▸ **Exercise input**

◆ ◆ ◆ ◆

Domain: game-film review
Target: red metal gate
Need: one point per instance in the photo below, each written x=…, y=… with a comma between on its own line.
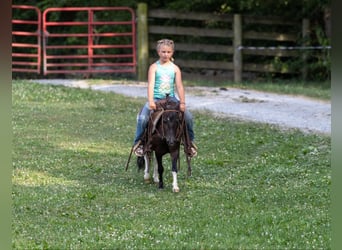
x=26, y=40
x=89, y=40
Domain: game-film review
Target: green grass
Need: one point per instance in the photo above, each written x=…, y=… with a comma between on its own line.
x=253, y=186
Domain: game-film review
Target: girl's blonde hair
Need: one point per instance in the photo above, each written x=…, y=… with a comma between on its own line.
x=166, y=42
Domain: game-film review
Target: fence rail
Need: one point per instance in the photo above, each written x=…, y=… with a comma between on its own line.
x=26, y=43
x=227, y=34
x=91, y=40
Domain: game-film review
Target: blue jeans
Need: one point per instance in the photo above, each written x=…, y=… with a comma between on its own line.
x=142, y=121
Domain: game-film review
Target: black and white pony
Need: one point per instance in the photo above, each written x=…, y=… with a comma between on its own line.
x=165, y=132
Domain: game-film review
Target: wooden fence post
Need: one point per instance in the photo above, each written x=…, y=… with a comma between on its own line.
x=305, y=37
x=142, y=41
x=237, y=41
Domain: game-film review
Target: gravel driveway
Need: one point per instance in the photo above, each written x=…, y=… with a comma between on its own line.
x=308, y=115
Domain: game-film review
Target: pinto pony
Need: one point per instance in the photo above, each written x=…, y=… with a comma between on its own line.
x=165, y=132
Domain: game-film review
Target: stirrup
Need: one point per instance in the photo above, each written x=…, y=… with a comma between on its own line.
x=138, y=149
x=193, y=150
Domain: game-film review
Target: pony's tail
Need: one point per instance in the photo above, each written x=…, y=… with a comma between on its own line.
x=140, y=162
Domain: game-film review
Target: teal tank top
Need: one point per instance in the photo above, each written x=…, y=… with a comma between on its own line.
x=164, y=81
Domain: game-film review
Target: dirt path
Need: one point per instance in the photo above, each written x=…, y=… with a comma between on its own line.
x=308, y=115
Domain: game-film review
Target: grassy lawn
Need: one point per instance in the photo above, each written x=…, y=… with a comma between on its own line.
x=253, y=186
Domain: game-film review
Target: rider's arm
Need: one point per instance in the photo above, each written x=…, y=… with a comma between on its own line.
x=180, y=88
x=150, y=86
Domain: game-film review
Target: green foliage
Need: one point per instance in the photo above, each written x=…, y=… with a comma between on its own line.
x=253, y=186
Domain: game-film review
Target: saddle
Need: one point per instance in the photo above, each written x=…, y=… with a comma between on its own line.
x=162, y=106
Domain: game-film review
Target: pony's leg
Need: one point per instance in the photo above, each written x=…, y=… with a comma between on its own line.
x=160, y=170
x=147, y=168
x=175, y=187
x=155, y=172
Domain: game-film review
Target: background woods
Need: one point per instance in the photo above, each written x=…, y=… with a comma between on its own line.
x=204, y=32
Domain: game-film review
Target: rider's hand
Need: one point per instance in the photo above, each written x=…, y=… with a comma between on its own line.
x=152, y=105
x=182, y=106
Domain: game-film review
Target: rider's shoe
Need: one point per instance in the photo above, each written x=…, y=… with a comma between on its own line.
x=138, y=149
x=193, y=150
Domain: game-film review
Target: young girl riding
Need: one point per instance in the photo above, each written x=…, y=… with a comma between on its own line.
x=164, y=77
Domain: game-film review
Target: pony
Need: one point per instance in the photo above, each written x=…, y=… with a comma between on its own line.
x=166, y=131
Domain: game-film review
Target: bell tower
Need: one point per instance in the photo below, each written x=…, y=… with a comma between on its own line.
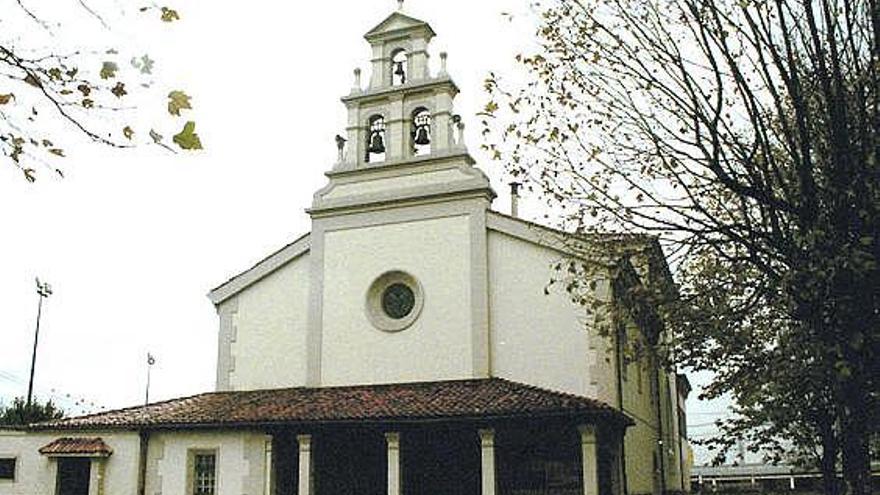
x=401, y=121
x=404, y=210
x=404, y=111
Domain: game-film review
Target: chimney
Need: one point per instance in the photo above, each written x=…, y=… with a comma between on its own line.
x=514, y=199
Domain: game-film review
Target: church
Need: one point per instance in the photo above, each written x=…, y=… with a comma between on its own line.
x=408, y=345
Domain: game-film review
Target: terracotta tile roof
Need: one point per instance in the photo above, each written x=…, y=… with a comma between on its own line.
x=77, y=447
x=459, y=399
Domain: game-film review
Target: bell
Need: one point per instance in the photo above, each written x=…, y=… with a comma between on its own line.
x=422, y=136
x=399, y=72
x=377, y=144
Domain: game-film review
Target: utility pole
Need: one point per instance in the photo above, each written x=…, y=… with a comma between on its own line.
x=150, y=362
x=44, y=290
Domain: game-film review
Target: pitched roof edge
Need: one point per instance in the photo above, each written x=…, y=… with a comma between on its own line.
x=555, y=239
x=596, y=408
x=417, y=23
x=261, y=269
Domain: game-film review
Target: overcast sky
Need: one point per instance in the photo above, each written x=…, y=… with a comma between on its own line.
x=132, y=241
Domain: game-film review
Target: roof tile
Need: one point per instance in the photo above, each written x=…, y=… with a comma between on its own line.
x=491, y=397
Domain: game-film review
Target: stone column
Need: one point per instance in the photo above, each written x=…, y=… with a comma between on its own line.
x=102, y=467
x=589, y=460
x=393, y=441
x=305, y=464
x=487, y=449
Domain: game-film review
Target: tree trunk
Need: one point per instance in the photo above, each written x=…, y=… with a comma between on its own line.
x=828, y=463
x=854, y=436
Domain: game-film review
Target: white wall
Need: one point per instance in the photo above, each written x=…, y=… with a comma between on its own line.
x=35, y=473
x=536, y=338
x=268, y=345
x=438, y=345
x=240, y=461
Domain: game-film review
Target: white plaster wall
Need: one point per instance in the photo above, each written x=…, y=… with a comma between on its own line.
x=385, y=184
x=237, y=461
x=35, y=473
x=536, y=338
x=268, y=348
x=438, y=345
x=641, y=439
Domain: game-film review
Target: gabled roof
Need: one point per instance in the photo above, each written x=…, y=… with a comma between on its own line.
x=398, y=402
x=262, y=269
x=397, y=23
x=77, y=447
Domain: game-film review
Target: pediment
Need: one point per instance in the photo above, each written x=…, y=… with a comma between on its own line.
x=397, y=22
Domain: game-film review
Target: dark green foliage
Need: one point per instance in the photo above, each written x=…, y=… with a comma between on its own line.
x=21, y=414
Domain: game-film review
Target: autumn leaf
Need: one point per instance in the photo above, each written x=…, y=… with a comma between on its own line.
x=33, y=81
x=143, y=64
x=119, y=90
x=178, y=100
x=169, y=15
x=108, y=70
x=187, y=138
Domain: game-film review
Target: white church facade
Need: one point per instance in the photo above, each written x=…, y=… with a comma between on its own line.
x=407, y=345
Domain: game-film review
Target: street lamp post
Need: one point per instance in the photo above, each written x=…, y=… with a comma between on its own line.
x=44, y=290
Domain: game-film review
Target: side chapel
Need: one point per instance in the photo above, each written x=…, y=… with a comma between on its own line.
x=405, y=346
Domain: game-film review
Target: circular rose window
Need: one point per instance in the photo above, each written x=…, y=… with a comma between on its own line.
x=394, y=301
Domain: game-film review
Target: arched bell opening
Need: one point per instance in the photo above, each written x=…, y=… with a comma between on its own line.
x=421, y=132
x=399, y=67
x=376, y=139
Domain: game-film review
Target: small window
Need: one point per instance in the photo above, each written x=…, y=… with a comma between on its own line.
x=204, y=473
x=7, y=468
x=421, y=132
x=376, y=139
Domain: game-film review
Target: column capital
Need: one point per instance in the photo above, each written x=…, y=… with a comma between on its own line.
x=487, y=437
x=305, y=441
x=487, y=454
x=392, y=438
x=588, y=433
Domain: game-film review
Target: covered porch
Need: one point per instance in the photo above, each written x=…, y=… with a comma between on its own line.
x=486, y=436
x=522, y=456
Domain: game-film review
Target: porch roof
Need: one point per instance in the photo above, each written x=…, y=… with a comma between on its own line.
x=474, y=399
x=77, y=447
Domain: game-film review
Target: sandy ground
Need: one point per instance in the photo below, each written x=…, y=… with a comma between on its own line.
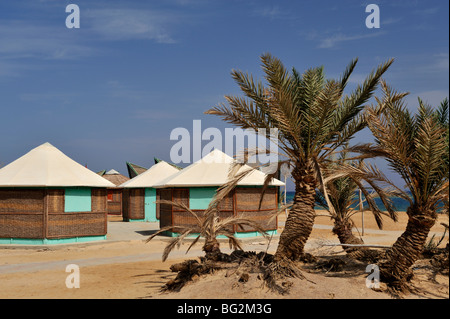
x=132, y=269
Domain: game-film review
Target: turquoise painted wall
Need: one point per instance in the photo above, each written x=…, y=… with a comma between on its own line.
x=200, y=197
x=77, y=199
x=150, y=206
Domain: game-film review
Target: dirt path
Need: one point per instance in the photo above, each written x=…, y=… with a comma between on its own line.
x=131, y=269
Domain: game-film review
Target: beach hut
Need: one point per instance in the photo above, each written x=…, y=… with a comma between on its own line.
x=48, y=198
x=114, y=196
x=139, y=195
x=197, y=184
x=134, y=170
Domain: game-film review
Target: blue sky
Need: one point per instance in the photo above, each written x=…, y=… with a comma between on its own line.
x=113, y=90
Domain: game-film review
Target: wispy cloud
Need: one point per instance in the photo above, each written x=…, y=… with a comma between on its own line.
x=272, y=12
x=131, y=24
x=21, y=40
x=336, y=39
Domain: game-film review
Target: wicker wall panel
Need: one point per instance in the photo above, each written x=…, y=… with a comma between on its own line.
x=247, y=199
x=21, y=226
x=180, y=195
x=165, y=210
x=76, y=225
x=184, y=219
x=125, y=204
x=137, y=204
x=98, y=200
x=55, y=200
x=114, y=208
x=227, y=203
x=30, y=201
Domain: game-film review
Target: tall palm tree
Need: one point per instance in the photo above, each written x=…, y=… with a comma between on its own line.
x=416, y=147
x=346, y=178
x=313, y=118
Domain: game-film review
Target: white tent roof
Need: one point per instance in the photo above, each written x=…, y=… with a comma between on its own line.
x=213, y=170
x=112, y=172
x=45, y=166
x=152, y=176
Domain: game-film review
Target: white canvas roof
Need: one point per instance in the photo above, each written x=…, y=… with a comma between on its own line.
x=46, y=166
x=213, y=170
x=152, y=176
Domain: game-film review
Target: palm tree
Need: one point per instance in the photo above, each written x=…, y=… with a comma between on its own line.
x=313, y=118
x=345, y=179
x=416, y=147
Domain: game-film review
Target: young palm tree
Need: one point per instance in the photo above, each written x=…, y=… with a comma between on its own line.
x=345, y=180
x=313, y=118
x=416, y=147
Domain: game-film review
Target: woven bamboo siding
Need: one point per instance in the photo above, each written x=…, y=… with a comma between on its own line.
x=55, y=200
x=39, y=213
x=243, y=201
x=165, y=209
x=21, y=226
x=227, y=203
x=247, y=199
x=180, y=195
x=21, y=213
x=98, y=200
x=136, y=204
x=247, y=206
x=76, y=225
x=125, y=204
x=22, y=201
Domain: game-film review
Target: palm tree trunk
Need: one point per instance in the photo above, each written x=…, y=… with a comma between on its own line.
x=343, y=229
x=300, y=220
x=395, y=270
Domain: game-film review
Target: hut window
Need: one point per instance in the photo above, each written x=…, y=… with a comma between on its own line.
x=77, y=200
x=201, y=197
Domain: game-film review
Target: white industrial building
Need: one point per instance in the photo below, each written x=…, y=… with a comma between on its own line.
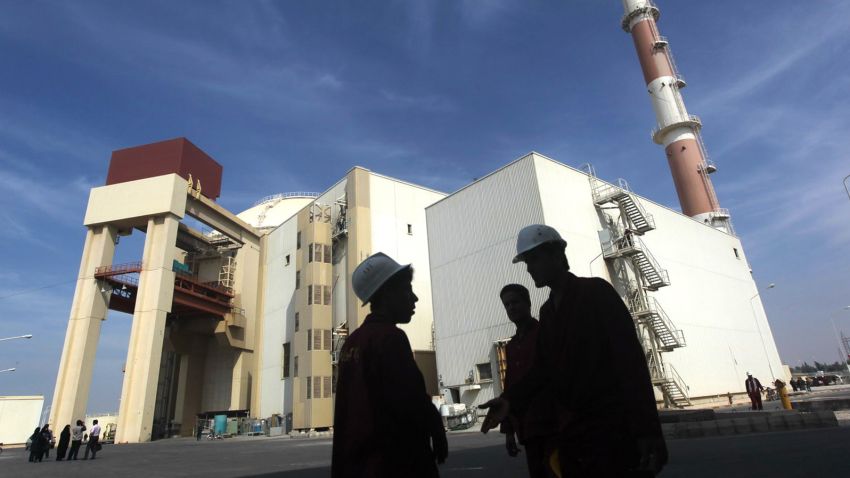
x=687, y=284
x=19, y=416
x=361, y=214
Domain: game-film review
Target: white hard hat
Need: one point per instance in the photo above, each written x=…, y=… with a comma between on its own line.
x=534, y=235
x=372, y=273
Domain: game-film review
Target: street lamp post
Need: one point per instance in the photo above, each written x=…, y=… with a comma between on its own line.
x=837, y=337
x=758, y=328
x=845, y=185
x=28, y=336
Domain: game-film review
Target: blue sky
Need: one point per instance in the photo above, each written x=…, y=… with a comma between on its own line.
x=289, y=95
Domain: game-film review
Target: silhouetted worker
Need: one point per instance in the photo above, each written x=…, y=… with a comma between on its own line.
x=754, y=388
x=533, y=427
x=37, y=445
x=76, y=439
x=384, y=421
x=47, y=433
x=608, y=424
x=93, y=445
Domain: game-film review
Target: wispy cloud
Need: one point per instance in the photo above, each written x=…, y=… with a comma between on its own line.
x=430, y=103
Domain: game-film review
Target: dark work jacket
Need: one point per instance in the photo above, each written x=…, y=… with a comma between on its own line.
x=592, y=336
x=64, y=440
x=383, y=415
x=536, y=420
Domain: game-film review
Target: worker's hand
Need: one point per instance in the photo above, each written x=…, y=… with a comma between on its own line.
x=510, y=444
x=653, y=454
x=499, y=409
x=441, y=445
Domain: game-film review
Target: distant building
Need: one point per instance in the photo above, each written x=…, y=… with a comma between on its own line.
x=243, y=314
x=688, y=285
x=19, y=416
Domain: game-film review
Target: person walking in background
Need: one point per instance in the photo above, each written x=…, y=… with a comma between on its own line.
x=76, y=439
x=532, y=428
x=93, y=445
x=384, y=422
x=36, y=445
x=608, y=424
x=49, y=441
x=64, y=440
x=754, y=389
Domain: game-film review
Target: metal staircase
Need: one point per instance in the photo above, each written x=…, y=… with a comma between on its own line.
x=621, y=195
x=641, y=272
x=649, y=313
x=630, y=246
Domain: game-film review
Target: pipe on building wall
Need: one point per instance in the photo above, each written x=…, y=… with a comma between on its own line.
x=677, y=131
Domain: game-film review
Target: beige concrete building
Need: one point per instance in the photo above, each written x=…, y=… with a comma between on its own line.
x=232, y=314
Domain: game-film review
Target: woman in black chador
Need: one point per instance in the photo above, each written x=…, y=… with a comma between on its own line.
x=64, y=440
x=36, y=445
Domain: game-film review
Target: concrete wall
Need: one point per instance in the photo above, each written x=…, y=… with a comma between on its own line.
x=19, y=417
x=394, y=206
x=278, y=321
x=472, y=237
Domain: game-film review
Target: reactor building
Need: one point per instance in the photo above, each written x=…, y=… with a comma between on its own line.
x=243, y=314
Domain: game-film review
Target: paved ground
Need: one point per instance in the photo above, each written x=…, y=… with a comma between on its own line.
x=820, y=452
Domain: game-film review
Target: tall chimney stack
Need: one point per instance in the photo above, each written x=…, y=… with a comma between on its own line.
x=677, y=131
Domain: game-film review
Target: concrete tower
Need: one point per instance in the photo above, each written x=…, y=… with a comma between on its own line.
x=677, y=131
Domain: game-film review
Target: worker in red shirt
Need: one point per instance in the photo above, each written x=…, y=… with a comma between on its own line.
x=384, y=422
x=608, y=424
x=535, y=426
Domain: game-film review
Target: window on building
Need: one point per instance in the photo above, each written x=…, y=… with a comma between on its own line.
x=326, y=387
x=502, y=360
x=327, y=339
x=284, y=373
x=485, y=371
x=317, y=339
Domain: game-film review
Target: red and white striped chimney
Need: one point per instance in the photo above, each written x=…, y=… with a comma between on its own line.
x=677, y=131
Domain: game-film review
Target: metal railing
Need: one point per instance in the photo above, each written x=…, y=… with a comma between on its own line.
x=629, y=243
x=279, y=196
x=647, y=8
x=660, y=321
x=672, y=376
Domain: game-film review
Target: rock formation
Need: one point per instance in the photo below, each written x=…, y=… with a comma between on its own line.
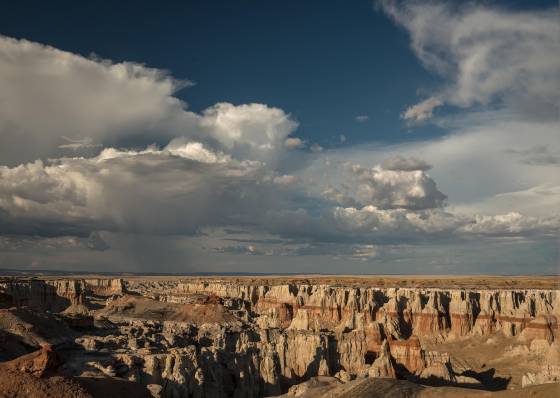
x=257, y=337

◆ ◆ ◆ ◆

▸ **Exercise**
Output, exactly as written, only the lines from the beginning of the listing through the line containing "Target: pinto pony", both included, and no pictures.

▸ **Expected output**
Domain: game-film review
Target: red metal gate
Need: one point per instance in the photo below, each written x=…, y=… with a comma between on its own line.
x=26, y=40
x=89, y=40
Domain: game-film review
Target: green grass
Need: one point per instance in the photo above, each written x=…, y=… with a comma between on its own line.
x=253, y=186
Domain: game-film review
Target: girl's blonde hair
Need: one point per instance in the photo above, each written x=…, y=… with a comma between on its own line.
x=166, y=42
Domain: game-film review
Target: fence rail
Need: one point per instance in the photo above, each written x=…, y=… with a comma between on its own line.
x=26, y=43
x=227, y=34
x=91, y=40
Domain: game-film review
Target: blue jeans
Need: one point per instance in the photo above, each written x=…, y=… with a comma between on its own line.
x=142, y=121
Domain: game-film review
Target: black and white pony
Need: one point per instance in the photo above, each written x=…, y=… with a comma between on its own line.
x=165, y=132
Domain: game-film review
Target: wooden fence post
Need: one point per instance in the photo above, each written x=…, y=… with a comma between on its own line.
x=305, y=37
x=142, y=41
x=237, y=41
Domain: game-film review
Target: gravel driveway
Need: one point per instance in the photo above, each written x=…, y=… with a comma between on its own line.
x=308, y=115
Domain: game-film review
Target: pinto pony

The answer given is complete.